**WHAT IS NEEDED:**
Which lines of the material below contain the string "sunglasses"? Copy each such line in full, treating uppercase and lowercase as different.

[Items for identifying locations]
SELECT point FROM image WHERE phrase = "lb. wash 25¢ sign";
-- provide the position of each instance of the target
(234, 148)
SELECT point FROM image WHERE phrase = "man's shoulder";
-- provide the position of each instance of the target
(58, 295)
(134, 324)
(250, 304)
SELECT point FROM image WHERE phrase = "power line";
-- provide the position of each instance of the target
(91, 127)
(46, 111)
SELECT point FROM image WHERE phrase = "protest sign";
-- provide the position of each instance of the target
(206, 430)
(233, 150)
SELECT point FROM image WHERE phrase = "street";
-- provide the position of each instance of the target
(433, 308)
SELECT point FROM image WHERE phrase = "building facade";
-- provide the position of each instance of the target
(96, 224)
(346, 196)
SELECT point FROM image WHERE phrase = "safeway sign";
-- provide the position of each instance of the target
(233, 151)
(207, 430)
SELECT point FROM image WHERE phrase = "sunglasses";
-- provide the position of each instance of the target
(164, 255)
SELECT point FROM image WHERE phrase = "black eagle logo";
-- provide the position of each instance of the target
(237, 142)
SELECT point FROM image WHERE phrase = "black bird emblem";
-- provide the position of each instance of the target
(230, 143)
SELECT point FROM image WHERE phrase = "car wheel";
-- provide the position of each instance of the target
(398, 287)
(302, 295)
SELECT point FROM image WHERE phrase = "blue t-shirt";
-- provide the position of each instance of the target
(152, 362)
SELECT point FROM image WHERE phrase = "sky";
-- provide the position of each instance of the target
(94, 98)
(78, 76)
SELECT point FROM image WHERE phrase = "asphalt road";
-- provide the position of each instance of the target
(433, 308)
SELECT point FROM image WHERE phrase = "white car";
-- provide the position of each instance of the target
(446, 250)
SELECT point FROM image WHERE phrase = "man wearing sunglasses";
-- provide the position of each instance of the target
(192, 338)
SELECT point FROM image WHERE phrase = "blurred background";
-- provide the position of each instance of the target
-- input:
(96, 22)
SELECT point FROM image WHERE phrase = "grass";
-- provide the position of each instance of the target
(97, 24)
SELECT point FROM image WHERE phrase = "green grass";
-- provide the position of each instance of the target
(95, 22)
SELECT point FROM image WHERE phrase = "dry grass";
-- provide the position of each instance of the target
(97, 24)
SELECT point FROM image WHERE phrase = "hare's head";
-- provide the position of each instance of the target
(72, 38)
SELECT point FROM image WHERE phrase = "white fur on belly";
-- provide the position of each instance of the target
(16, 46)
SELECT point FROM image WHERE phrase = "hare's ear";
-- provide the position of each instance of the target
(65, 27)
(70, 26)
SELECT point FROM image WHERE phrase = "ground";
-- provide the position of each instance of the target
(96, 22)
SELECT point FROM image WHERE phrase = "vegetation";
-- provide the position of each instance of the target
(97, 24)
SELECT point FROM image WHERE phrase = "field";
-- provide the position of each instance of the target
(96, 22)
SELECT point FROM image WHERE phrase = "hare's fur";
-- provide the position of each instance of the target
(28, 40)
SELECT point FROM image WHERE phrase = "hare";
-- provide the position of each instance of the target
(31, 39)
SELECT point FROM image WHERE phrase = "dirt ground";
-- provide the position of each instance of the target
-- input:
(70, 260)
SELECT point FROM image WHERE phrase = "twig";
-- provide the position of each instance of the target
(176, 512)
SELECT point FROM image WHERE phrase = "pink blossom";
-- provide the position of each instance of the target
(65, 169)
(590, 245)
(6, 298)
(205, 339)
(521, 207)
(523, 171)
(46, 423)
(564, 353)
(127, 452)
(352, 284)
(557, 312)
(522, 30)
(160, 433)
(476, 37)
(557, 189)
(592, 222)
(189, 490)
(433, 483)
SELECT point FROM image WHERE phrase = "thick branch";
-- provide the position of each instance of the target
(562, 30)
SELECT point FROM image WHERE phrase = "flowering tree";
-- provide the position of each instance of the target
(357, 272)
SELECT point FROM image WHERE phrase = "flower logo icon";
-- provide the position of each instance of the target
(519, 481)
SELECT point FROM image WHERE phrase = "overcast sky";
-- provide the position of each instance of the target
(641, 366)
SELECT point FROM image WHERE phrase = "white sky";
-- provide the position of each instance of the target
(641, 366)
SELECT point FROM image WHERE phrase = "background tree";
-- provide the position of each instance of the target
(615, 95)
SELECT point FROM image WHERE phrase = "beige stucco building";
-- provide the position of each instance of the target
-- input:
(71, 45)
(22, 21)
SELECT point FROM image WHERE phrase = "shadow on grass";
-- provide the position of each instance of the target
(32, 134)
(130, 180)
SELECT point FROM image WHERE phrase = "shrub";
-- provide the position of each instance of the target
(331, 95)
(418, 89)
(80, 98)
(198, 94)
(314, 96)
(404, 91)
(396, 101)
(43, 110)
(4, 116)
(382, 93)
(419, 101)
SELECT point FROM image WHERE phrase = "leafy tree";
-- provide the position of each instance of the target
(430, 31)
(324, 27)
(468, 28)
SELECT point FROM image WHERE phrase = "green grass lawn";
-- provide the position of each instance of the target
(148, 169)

**RESULT FOR THIS TASK:**
SELECT point FROM image WHERE phrase = "sunglasses";
SELECT point FROM image WHERE phrase = "man wearing sunglasses";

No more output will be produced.